*Document*:
►

The come into perspective a bit, however, if you look at the percentage of the French who are actually going to mass every a week. That too has declined dramatically over time:
A poll by IFOP for Catholic daily La Croix published in early 2010 presented data on Catholics in France. In 1965, 81% of the French declared themselves as Catholics; no more than 64% did in 2009. The decrease in active Catholics was proportionately much larger: in 1952, 27% of the French went to Mass once a week or more, while in 2006, no more than 4.5% did.

If we take the percentage of French who were weekly mass goers right before the council as 27%, and the current percent as 4.5%, we get a decline in the number of church attendees from 16 million to 3 million. This 77% decline in the absolute number of church attendees, even as the French population increased by 41%, represents a near implosion of religious practice. If you look at the number of seminarians as a function of the number of regular mass goers (after all, I think we can assume that only people who go to mass at least weekly enter the seminary) it turns out that the ratio of seminarians to mass goers hasn't changed as dramatically. In 1966 there were 3.6 seminarians per 10,000 weekly mass goers, while now there are 2.4 seminarian per 10,000 weekly mass goers -- a 33% decline. If we could control the number of mass goers for age, we might well see a flat rate.

None of this says that vocations are healthy in France, but it underscores the fact that the vocations crisis is a part of a long term decline in faith and practice by which France has pretty much ceased to be something you can call a Catholic country.


bearing said...

Thank God they've preserved as much of the buildings and treasures of the Faith as they have, I can only assume out of a sense of national heritage. Someday perhaps the faithful will outnumber the tourists.

◄

*Data extract*:

►

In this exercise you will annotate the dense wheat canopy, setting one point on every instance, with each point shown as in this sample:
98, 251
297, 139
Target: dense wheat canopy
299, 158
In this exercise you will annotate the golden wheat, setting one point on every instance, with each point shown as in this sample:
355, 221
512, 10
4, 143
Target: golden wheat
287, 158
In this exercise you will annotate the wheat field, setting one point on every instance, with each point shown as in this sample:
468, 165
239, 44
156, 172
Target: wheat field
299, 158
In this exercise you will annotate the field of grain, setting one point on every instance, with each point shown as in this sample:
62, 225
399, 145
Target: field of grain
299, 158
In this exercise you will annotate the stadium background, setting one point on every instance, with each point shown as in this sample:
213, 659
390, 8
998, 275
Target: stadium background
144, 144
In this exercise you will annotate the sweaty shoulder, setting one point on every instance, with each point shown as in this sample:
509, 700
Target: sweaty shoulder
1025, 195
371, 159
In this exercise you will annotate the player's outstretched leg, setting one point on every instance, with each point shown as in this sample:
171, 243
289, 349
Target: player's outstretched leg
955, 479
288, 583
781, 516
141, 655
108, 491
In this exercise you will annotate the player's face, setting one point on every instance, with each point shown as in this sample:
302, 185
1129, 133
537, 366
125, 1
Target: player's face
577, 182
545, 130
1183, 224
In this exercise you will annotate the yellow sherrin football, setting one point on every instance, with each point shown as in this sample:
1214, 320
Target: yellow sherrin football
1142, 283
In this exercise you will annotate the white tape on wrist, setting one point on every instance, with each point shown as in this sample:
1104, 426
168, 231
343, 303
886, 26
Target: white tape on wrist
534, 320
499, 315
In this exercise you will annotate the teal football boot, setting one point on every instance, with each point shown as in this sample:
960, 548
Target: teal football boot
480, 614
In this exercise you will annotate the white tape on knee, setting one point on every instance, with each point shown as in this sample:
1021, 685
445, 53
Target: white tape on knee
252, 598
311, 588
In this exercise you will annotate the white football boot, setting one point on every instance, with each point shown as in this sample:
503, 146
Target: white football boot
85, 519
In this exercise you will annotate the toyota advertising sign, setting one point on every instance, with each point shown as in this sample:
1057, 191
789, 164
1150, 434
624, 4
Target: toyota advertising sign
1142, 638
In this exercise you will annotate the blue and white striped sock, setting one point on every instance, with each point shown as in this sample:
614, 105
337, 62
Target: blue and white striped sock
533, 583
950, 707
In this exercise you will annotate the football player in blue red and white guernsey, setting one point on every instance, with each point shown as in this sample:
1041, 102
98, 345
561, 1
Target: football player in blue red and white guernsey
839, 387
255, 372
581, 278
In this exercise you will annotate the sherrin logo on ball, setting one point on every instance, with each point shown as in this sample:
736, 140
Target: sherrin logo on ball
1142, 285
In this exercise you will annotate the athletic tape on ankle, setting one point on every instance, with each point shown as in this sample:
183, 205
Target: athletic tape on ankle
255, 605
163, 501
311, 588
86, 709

◄

*Work to do*:
A) Echo everything in the passage on French Mass attendance from "The come into" down to "than 4.5% did.".
B) Summarize the passage on French Mass attendance in two sentences.
The entries have no role in any of this.

*Expected responses*:
A)
The come into perspective a bit, however, if you look at the percentage of the French who are actually going to mass every a week. That too has declined dramatically over time:
A poll by IFOP for Catholic daily La Croix published in early 2010 presented data on Catholics in France. In 1965, 81% of the French declared themselves as Catholics; no more than 64% did in 2009. The decrease in active Catholics was proportionately much larger: in 1952, 27% of the French went to Mass once a week or more, while in 2006, no more than 4.5% did.

B) According to an IFOP poll, the share of French people calling themselves Catholic fell from 81% in 1965 to 64% in 2009, and weekly Mass attendance dropped from 27% in 1952 to 4.5% in 2006. Measured against weekly Mass goers, seminarians fell only from 3.6 to 2.4 per 10,000, a 33% decline, which suggests that the vocations crisis is part of a long-term decline in faith and practice in France.